Goal of the exercise:
Return an exact copy of the lines from the one holding "the blue throw" to the end of the data, including both the starting and final lines. Leave the pictures out.
***** Material for the task *****
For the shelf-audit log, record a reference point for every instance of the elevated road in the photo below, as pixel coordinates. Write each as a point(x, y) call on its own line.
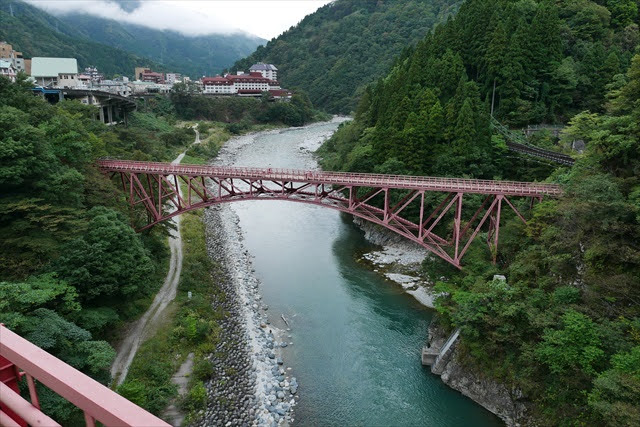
point(381, 199)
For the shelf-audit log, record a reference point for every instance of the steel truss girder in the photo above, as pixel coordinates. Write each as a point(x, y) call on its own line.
point(163, 198)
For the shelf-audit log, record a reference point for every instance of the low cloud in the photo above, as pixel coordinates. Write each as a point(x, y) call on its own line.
point(162, 15)
point(266, 19)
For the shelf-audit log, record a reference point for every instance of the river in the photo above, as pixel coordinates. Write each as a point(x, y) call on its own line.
point(356, 338)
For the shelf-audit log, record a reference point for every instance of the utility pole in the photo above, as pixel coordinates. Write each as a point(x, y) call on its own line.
point(493, 96)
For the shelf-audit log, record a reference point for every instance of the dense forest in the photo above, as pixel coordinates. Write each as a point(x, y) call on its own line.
point(72, 268)
point(563, 331)
point(336, 51)
point(36, 33)
point(117, 48)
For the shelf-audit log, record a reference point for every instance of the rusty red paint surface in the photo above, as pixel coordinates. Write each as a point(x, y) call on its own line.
point(154, 184)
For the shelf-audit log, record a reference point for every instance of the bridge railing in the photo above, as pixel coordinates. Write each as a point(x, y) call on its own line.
point(97, 401)
point(340, 178)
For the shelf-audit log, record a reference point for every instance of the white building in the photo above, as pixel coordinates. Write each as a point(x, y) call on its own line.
point(8, 54)
point(8, 70)
point(252, 84)
point(117, 86)
point(268, 71)
point(55, 72)
point(173, 78)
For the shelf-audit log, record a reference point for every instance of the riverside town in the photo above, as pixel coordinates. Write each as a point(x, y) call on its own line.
point(320, 213)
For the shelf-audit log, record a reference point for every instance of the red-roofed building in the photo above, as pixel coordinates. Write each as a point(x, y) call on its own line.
point(252, 84)
point(153, 77)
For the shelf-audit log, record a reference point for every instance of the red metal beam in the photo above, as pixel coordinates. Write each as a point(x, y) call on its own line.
point(96, 400)
point(236, 184)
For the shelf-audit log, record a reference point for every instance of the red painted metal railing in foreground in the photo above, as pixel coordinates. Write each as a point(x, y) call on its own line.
point(152, 185)
point(19, 358)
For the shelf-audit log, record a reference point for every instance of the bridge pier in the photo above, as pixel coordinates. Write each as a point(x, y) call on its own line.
point(444, 232)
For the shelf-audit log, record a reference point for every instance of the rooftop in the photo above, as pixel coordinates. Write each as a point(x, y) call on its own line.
point(51, 67)
point(262, 66)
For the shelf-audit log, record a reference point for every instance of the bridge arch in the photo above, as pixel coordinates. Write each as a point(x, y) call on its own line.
point(190, 187)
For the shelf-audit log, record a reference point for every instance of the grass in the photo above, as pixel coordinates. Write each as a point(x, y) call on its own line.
point(191, 327)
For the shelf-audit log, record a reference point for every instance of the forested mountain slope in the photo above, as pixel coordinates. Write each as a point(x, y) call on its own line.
point(333, 53)
point(191, 55)
point(36, 33)
point(563, 332)
point(547, 61)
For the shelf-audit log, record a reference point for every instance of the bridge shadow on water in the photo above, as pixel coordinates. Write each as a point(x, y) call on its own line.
point(356, 337)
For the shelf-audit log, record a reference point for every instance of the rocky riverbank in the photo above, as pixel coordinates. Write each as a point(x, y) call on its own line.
point(250, 385)
point(398, 260)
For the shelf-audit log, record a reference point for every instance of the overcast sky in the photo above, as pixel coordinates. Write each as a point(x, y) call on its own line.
point(264, 18)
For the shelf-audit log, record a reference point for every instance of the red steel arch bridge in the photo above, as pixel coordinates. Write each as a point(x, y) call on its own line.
point(166, 190)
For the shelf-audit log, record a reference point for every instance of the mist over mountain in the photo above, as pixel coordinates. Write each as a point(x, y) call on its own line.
point(117, 48)
point(335, 52)
point(192, 55)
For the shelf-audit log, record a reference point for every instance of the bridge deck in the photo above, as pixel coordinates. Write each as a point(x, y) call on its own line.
point(477, 186)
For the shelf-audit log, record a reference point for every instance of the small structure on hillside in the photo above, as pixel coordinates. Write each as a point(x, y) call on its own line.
point(7, 69)
point(55, 72)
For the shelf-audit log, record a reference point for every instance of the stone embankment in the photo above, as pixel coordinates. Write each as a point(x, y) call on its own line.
point(399, 260)
point(507, 404)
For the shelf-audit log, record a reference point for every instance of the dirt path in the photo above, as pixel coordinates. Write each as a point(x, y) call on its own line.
point(146, 325)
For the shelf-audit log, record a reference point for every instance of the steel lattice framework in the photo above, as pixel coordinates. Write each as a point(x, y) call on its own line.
point(156, 186)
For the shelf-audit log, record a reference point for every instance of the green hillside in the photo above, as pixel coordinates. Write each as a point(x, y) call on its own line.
point(192, 55)
point(36, 33)
point(335, 52)
point(563, 331)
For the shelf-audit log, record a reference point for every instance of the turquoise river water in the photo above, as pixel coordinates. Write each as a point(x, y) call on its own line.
point(356, 337)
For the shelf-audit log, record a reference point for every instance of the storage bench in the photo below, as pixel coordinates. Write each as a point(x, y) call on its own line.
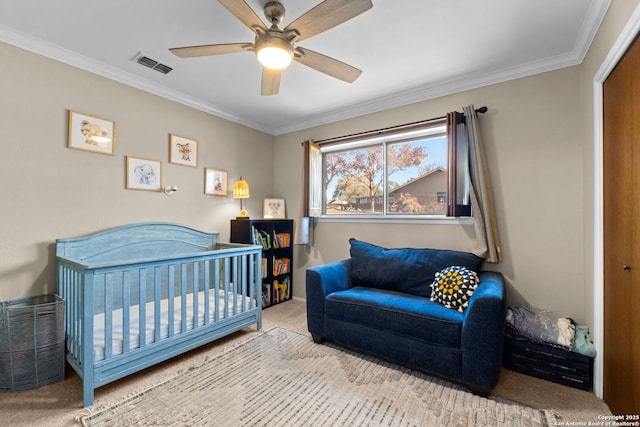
point(547, 361)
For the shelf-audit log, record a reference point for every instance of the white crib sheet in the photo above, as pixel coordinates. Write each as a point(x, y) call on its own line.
point(117, 341)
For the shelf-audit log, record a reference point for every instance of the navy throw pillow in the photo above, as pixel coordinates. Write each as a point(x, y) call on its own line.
point(408, 270)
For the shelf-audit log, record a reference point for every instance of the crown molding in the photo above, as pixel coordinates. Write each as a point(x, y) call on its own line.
point(592, 22)
point(76, 60)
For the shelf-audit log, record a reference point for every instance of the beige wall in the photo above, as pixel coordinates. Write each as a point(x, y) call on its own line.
point(50, 191)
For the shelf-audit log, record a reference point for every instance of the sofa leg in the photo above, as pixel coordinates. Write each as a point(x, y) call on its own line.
point(479, 391)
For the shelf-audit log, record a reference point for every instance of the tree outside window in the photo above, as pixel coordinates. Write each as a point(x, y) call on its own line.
point(399, 175)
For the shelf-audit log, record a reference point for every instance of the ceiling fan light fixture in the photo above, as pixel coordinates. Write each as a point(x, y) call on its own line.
point(274, 52)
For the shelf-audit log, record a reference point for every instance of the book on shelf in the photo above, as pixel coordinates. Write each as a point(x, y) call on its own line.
point(266, 295)
point(281, 290)
point(281, 266)
point(261, 238)
point(283, 239)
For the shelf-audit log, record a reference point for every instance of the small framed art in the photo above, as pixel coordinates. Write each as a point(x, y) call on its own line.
point(215, 182)
point(273, 208)
point(91, 133)
point(144, 174)
point(183, 151)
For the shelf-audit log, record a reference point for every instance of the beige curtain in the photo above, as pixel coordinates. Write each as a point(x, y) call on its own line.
point(487, 236)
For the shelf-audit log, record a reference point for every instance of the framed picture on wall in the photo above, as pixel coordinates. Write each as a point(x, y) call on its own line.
point(144, 174)
point(91, 133)
point(273, 208)
point(215, 182)
point(183, 151)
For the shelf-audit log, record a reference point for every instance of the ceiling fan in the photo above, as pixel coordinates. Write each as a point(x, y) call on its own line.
point(276, 48)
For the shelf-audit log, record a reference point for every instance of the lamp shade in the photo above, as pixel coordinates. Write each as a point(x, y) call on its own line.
point(241, 189)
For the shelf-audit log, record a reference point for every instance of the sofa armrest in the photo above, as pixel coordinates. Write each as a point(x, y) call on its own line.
point(483, 332)
point(322, 281)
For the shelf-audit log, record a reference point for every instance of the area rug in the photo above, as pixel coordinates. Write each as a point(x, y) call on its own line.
point(282, 378)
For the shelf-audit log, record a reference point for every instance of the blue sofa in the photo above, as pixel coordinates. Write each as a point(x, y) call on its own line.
point(379, 302)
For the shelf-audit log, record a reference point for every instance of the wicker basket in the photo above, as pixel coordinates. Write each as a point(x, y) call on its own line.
point(31, 342)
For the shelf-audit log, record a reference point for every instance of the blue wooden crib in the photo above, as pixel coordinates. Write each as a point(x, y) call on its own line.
point(140, 294)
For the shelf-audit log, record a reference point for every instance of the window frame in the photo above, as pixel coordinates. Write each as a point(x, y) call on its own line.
point(457, 170)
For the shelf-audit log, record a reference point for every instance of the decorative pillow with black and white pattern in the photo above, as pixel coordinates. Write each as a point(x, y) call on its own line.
point(453, 287)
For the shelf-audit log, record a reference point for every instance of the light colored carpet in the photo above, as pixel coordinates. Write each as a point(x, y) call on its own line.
point(281, 378)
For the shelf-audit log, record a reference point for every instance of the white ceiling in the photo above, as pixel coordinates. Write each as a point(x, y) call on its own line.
point(409, 51)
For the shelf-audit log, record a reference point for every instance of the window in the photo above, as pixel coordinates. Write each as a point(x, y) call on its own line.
point(402, 173)
point(416, 170)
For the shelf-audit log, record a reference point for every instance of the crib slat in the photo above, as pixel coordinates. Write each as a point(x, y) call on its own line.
point(142, 308)
point(157, 299)
point(171, 294)
point(107, 283)
point(126, 313)
point(227, 280)
point(183, 299)
point(235, 284)
point(216, 289)
point(195, 309)
point(207, 290)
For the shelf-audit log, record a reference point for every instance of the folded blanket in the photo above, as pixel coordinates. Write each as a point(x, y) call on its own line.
point(584, 345)
point(541, 325)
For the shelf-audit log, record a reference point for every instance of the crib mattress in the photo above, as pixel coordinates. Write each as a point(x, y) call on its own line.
point(224, 310)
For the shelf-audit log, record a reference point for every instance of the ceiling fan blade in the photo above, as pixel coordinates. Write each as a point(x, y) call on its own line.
point(327, 65)
point(209, 49)
point(241, 10)
point(270, 81)
point(327, 15)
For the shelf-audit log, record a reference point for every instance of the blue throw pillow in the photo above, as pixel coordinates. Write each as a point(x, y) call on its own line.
point(408, 270)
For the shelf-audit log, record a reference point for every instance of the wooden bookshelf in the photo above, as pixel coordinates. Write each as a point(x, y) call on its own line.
point(276, 238)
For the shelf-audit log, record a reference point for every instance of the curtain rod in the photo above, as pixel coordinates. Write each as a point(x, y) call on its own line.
point(480, 110)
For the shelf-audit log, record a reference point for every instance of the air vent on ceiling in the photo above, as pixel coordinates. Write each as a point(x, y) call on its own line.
point(143, 59)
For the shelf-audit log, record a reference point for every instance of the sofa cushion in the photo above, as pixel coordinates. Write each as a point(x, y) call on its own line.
point(408, 270)
point(398, 313)
point(453, 287)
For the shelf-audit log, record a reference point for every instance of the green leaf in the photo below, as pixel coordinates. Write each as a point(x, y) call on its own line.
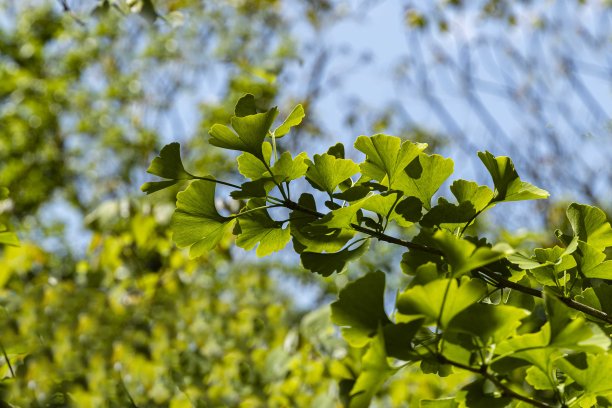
*****
Solution below:
For the shelf-audit log, record a reference point for every instance of the blue throw pillow in the photo above, as pixel coordinates. Write each as a point(x, y) call on its own line.
point(408, 270)
For the shelf-audit log, record a reference point for every instance of the wooden bookshelf in the photo above, as pixel coordinates. Write each as a point(x, y) call on its own line.
point(276, 238)
For the shelf-audit log, record a reference point for every instance of the curtain rod in the photo above, as pixel coordinates. Write each as a point(x, y) call on its own line.
point(480, 110)
For the shelf-audit log, record a reference point for every instance of the air vent on ceiling in the photo above, as pixel coordinates. Write each as a point(x, y) call on its own line.
point(143, 59)
For the shelf-audit log, record a reference point for every instance of the sofa cushion in the photo above, as pixel coordinates. Write each as a point(x, y) call on its own line.
point(408, 270)
point(398, 313)
point(453, 287)
For the shelf-audit log, record a reference point for every instance of the green leaf in the photo below, as pixel coordinates. Write each as a point(x, y) call on its own line.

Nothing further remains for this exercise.